[SOURCE INFORMATION Boundary: Start]

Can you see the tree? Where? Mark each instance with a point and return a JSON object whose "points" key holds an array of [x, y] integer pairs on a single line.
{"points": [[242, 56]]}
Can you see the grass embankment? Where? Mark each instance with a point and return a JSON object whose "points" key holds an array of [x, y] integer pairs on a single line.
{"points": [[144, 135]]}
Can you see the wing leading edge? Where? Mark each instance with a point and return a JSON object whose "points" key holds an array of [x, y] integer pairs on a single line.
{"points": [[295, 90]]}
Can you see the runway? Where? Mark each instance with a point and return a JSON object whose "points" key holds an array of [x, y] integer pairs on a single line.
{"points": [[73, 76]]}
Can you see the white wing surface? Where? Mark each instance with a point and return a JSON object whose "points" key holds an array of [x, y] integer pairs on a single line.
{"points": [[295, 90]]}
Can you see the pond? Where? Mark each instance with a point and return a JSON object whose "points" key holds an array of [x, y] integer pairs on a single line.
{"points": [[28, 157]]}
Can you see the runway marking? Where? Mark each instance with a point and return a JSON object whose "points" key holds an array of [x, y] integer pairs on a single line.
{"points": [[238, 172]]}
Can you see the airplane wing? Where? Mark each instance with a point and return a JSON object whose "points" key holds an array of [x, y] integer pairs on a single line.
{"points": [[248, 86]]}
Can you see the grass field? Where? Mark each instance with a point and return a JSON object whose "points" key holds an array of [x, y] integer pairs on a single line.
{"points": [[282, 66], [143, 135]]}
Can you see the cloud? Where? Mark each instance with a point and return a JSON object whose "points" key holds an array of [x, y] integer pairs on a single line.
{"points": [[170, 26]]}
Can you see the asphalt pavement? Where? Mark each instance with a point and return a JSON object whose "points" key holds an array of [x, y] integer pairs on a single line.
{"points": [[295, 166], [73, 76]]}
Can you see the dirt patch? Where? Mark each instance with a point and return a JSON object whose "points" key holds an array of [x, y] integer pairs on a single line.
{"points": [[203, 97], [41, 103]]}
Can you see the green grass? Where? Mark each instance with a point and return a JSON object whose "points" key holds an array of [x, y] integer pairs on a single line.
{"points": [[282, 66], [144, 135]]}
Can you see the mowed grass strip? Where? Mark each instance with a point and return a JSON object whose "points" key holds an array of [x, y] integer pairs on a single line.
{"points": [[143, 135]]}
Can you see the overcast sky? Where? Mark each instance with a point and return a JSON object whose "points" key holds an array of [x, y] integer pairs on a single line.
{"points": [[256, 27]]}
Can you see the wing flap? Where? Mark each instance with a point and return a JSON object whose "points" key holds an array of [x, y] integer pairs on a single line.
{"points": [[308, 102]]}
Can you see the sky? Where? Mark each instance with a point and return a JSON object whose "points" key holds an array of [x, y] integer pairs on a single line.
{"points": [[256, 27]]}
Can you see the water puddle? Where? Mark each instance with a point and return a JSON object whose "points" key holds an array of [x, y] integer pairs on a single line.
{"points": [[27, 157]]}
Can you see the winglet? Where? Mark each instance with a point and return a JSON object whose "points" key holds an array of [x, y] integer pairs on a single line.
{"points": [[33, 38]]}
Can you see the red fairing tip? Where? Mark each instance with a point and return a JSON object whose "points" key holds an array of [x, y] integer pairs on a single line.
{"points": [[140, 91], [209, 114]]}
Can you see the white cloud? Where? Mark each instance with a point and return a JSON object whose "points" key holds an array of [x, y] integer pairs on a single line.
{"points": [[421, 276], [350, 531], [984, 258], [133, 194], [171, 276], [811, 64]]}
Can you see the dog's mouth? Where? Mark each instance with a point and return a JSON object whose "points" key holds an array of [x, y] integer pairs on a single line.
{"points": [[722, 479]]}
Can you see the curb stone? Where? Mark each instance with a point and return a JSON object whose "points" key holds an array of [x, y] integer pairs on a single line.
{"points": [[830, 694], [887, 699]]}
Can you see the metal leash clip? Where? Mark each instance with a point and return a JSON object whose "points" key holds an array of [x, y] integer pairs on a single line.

[SOURCE INFORMATION Boundary: End]

TASK INSTRUCTIONS: Please transcribe the data shown above in full, exactly as it stands.

ANSWER SPACE:
Can you see the tree? Where? Mark each instance with a point and return a JSON object whose "points" key holds an array of [x, y] integer pairs on a single line.
{"points": [[242, 56]]}
Can you see the grass embankment? Where? Mark each instance with a point and return a JSON object whose "points" key holds an array of [x, y] integer pairs on a single line.
{"points": [[144, 135]]}
Can you see the wing leading edge? Where? Mark each instance with a point and return a JSON object whose "points" key holds an array of [x, y] integer pairs on a single line.
{"points": [[295, 90]]}
Can you see the runway? Where? Mark each instance with a point and return a JSON object whose "points" key holds an array of [x, y] integer pairs on a single line.
{"points": [[73, 76]]}
Can you see the white wing surface? Where? Mark each instance with a point and return a JSON object whose "points" key holds an array of [x, y] integer pairs on a single line.
{"points": [[295, 90]]}
Can you see the pond? Where? Mark each instance with a point and return a JSON object whose "points" key holds an array of [x, y] integer pairs on a single line.
{"points": [[28, 157]]}
Can you see the runway marking? Where? Mark each instance with a point and return a JSON object whose "points" key holds an array of [x, y] integer pairs on a single line.
{"points": [[238, 172]]}
Can you see the airplane wing? Where? Mark each instance with a point and return a JSON object whose "points" key holds an array of [x, y] integer pairs on a single line.
{"points": [[248, 86]]}
Can you see the grass field? Where? Mark each instance with a point and return a JSON object whose "points" key holds an array of [x, y] integer pairs on a single line.
{"points": [[282, 66], [143, 135]]}
Can you see the cloud? Where? Mark each instance with a point and return a JSON object whose "points" key holds an array of [x, y] integer pairs on a single line.
{"points": [[170, 26]]}
Can you see the asphalt pavement? Where? Mark each instance with a point and return a JSON object whose "points" key holds an array of [x, y] integer pairs on a single line.
{"points": [[295, 166], [73, 76]]}
Can you see the dirt patch? Where? Mark each instance with a point and return a JSON object whose "points" key holds an array of [x, y] integer pairs on a single line.
{"points": [[203, 97], [41, 103]]}
Can you see the green grass? Where? Mark each instance with a point and return a JSON object whose "points" key holds an array of [x, y] integer pairs on a single line.
{"points": [[282, 66], [144, 135]]}
Can you see the mowed grass strip? Where? Mark each instance with a point and return a JSON object whose "points" key holds an array of [x, y] integer pairs on a single line.
{"points": [[143, 135]]}
Can you see the overcast sky? Where? Mark each instance with a point and return a JSON object whose "points" key holds an array of [x, y] integer pairs on a single line.
{"points": [[256, 27]]}
Can you see the wing flap? Where? Mark each instance with a point and return a JSON object whose "points" key holds an array of [x, y] integer pairs on a single line.
{"points": [[308, 102]]}
Can you see the sky? Where? Mark each instance with a point and return a JSON object whose "points" key holds an array of [x, y] integer pairs on a single line.
{"points": [[256, 27]]}
Can you see the water puddle? Where? Mark each instance with a point and return a JSON object whose "points" key holds an array of [x, y] integer pairs on a single line.
{"points": [[27, 157]]}
Can you see the winglet? Where? Mark each instance with a point and return a JSON object whose "points" key holds an array of [x, y] integer pairs on a single line.
{"points": [[33, 38]]}
Can you see the red fairing tip? Where? Mark each instance with a point and return a JSON object whose "points" key holds an array of [x, y] integer pairs on a single line.
{"points": [[140, 91], [209, 114]]}
Can you see the white cloud? Where? Mark each instance with a point and return a JSON object whose "points" key holds an array of [x, y] integer pairs on a single line.
{"points": [[421, 276], [350, 531], [984, 258], [133, 194], [171, 276], [811, 64]]}
Can you see the dog's mouth? Where? Mark each instance with a point and return a JSON object whose "points" key holds an array of [x, y] integer pairs on a single line.
{"points": [[722, 479]]}
Can you see the curb stone? Where? Mark each instance with a point and return a JSON object whose "points" key holds an array of [x, y] integer pairs on a single line.
{"points": [[830, 694], [887, 699]]}
Can you see the metal leash clip? Where? Mark each instance with a point and return a JSON object whose "points" key holds an array of [x, y] integer pairs on a single line.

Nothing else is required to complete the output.